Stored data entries
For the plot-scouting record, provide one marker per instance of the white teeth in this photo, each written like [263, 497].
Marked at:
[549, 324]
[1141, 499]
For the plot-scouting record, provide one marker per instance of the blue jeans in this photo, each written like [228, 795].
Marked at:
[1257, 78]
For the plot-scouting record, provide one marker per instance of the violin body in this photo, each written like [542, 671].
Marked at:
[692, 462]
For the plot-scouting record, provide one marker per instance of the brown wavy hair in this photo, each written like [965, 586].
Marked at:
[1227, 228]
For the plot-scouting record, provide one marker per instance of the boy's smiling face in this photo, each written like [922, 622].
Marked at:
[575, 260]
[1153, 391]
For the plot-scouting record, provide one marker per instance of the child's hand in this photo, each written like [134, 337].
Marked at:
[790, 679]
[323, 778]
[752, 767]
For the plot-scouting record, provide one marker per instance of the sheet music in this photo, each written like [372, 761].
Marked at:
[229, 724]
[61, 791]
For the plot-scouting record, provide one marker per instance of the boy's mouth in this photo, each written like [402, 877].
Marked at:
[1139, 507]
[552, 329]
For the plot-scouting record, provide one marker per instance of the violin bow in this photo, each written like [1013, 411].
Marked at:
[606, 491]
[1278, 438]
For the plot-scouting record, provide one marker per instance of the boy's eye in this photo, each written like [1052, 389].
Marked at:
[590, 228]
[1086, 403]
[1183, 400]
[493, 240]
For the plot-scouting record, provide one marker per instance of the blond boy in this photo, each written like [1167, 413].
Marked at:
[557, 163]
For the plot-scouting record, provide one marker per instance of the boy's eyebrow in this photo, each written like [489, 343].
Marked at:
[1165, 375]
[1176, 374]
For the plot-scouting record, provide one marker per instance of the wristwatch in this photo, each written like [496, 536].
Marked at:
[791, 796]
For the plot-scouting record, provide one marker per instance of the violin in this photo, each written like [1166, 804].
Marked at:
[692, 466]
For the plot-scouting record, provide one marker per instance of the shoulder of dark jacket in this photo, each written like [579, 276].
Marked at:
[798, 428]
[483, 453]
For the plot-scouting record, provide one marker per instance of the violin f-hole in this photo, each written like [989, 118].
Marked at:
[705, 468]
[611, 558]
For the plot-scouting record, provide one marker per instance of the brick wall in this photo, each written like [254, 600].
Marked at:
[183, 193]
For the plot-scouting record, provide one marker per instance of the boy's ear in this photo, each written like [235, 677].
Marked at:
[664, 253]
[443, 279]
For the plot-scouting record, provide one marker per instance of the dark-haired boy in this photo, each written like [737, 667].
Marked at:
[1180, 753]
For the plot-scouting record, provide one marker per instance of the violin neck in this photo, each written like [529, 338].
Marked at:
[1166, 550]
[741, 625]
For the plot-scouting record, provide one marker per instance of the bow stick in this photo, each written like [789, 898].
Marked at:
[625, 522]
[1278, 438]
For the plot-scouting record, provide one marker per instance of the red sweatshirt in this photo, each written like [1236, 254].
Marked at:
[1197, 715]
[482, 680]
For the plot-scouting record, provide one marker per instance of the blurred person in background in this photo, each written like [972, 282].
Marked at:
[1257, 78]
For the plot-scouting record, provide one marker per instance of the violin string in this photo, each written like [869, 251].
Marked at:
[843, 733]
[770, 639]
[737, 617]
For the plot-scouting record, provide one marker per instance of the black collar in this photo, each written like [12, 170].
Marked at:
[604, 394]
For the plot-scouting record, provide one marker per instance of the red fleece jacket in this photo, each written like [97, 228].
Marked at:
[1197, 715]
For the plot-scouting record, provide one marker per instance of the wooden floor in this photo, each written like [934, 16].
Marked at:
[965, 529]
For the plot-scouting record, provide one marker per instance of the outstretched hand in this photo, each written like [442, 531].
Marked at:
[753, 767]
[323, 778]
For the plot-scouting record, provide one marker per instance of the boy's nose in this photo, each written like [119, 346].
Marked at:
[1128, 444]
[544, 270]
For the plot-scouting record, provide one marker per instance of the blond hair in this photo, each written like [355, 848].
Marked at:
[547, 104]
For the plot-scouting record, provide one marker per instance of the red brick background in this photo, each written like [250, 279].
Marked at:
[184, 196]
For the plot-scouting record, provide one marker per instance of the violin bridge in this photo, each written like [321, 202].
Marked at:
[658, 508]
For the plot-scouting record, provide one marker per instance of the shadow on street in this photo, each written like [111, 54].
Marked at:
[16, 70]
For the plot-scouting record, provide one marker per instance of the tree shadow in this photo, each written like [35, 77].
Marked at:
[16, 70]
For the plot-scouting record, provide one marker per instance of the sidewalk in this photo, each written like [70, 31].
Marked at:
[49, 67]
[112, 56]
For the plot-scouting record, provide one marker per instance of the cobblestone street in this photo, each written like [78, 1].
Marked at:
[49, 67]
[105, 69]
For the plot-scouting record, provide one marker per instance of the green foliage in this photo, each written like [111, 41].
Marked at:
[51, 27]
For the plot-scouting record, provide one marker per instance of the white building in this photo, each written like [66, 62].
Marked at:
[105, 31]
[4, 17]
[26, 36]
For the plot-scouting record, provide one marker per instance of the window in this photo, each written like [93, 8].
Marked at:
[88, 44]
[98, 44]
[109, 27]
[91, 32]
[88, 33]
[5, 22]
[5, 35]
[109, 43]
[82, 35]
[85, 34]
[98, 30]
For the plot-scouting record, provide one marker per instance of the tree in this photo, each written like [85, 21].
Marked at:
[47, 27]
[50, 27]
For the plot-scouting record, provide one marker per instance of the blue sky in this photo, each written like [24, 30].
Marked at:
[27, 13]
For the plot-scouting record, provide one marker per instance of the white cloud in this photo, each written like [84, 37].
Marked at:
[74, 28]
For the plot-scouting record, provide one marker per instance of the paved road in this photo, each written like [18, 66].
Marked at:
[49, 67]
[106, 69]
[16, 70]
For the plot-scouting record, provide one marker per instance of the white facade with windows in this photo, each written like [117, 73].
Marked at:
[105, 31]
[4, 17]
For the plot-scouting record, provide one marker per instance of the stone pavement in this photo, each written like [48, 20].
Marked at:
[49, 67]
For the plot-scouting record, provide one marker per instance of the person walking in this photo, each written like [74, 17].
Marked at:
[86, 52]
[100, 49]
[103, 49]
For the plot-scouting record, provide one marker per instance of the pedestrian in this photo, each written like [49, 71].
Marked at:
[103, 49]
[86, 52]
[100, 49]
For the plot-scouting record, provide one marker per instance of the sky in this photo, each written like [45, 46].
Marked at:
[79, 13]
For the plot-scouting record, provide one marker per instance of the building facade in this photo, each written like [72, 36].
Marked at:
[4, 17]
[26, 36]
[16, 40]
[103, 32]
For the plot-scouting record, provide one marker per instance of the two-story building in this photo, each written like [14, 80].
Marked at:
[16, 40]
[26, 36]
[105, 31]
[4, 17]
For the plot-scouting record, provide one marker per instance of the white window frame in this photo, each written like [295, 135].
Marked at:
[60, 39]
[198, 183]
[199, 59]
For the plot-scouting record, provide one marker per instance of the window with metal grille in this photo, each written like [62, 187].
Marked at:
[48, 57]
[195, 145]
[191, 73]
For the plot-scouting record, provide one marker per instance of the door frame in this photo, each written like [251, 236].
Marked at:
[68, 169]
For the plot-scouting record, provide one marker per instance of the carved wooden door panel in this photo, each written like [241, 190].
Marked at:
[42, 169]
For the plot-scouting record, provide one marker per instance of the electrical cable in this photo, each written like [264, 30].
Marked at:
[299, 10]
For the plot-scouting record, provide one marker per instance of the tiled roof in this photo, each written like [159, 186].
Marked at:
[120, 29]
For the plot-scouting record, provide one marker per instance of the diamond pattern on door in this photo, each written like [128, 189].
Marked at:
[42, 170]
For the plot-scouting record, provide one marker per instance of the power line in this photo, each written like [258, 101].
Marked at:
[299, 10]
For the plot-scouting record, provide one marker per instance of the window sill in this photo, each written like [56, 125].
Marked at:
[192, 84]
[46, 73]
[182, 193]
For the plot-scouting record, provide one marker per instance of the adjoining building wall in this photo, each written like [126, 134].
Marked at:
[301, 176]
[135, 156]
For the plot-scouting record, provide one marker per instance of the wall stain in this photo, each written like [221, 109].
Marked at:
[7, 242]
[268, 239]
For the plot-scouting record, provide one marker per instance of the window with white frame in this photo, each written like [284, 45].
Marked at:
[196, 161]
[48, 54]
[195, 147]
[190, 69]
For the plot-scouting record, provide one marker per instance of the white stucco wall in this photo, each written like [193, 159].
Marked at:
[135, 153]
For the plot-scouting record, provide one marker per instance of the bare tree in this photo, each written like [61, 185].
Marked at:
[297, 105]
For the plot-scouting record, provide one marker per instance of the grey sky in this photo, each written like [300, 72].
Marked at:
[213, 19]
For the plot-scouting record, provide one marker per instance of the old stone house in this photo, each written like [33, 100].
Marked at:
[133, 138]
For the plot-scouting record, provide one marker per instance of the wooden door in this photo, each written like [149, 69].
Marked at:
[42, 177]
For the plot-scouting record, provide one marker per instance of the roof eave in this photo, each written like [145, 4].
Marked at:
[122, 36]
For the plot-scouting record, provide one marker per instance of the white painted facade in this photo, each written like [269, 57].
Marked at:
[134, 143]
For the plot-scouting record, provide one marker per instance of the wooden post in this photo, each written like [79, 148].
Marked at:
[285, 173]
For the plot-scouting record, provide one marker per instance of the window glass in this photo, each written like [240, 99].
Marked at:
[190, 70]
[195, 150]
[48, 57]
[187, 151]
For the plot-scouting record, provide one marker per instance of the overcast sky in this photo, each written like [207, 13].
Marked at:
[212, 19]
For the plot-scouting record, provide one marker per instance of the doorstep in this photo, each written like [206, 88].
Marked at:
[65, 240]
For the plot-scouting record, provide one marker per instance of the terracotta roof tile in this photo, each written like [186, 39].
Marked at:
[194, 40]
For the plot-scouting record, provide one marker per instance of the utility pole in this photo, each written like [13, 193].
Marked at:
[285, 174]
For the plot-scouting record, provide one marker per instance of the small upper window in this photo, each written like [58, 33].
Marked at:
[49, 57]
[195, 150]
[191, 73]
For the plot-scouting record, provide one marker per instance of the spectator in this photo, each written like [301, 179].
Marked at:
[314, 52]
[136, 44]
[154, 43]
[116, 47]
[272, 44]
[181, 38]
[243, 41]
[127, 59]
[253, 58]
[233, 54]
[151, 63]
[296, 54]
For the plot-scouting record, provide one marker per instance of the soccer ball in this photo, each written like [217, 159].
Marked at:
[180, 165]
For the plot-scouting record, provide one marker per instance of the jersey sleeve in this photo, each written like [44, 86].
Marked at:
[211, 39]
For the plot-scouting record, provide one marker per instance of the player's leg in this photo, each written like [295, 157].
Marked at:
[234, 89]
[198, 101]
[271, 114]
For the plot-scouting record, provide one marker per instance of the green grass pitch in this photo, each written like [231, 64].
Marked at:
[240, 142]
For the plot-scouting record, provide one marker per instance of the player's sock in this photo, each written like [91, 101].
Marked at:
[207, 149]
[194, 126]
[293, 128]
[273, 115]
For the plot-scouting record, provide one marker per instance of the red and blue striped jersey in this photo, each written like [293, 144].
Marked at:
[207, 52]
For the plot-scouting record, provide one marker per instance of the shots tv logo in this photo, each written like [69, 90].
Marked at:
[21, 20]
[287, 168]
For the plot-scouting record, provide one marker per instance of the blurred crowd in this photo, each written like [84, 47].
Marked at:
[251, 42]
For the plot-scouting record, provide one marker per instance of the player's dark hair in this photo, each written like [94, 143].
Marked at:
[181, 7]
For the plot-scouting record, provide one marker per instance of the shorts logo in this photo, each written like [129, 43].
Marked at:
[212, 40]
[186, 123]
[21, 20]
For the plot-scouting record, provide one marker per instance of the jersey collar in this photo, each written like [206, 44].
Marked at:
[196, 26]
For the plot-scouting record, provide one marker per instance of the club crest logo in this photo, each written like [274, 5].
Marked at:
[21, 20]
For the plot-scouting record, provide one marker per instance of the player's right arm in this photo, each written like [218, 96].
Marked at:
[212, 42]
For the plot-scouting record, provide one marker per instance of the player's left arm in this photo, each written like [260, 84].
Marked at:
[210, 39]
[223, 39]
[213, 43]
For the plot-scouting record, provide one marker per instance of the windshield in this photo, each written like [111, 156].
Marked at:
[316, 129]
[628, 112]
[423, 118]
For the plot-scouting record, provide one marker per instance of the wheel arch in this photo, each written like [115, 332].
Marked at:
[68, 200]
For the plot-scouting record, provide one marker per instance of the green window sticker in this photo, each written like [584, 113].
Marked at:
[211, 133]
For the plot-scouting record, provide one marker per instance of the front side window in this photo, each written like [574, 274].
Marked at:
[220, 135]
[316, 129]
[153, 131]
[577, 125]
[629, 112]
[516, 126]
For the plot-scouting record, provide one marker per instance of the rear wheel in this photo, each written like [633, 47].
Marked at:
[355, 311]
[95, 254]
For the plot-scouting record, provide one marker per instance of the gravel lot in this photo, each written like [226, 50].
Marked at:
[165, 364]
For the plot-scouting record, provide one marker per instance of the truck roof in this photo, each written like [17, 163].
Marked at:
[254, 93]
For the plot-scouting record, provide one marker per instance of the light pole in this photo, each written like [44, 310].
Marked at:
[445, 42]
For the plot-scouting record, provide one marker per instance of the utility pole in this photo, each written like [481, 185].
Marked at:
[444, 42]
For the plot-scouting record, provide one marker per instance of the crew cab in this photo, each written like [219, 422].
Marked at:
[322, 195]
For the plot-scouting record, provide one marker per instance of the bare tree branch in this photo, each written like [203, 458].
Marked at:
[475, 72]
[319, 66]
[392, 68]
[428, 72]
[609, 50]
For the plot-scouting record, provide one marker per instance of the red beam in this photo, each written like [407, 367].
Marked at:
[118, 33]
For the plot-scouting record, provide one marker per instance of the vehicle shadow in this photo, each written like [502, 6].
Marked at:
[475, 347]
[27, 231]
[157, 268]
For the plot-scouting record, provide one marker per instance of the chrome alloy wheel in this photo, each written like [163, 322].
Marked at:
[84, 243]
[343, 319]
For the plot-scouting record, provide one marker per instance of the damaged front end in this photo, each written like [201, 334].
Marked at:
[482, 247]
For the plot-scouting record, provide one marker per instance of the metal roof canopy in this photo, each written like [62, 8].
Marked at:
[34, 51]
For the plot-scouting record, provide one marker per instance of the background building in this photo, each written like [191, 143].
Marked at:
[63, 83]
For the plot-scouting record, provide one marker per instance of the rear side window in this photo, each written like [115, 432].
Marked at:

**EXERCISE GOAL**
Please revise the records starting at their first line and ending at the line that contains "[1141, 499]", changing "white teeth" to "front teeth" and keeping everything else unchanged.

**EXPECTED ANSWER**
For the plot-scouting record, provide one marker per instance of the front teeth in this photo, each written like [263, 497].
Marked at:
[549, 324]
[1141, 499]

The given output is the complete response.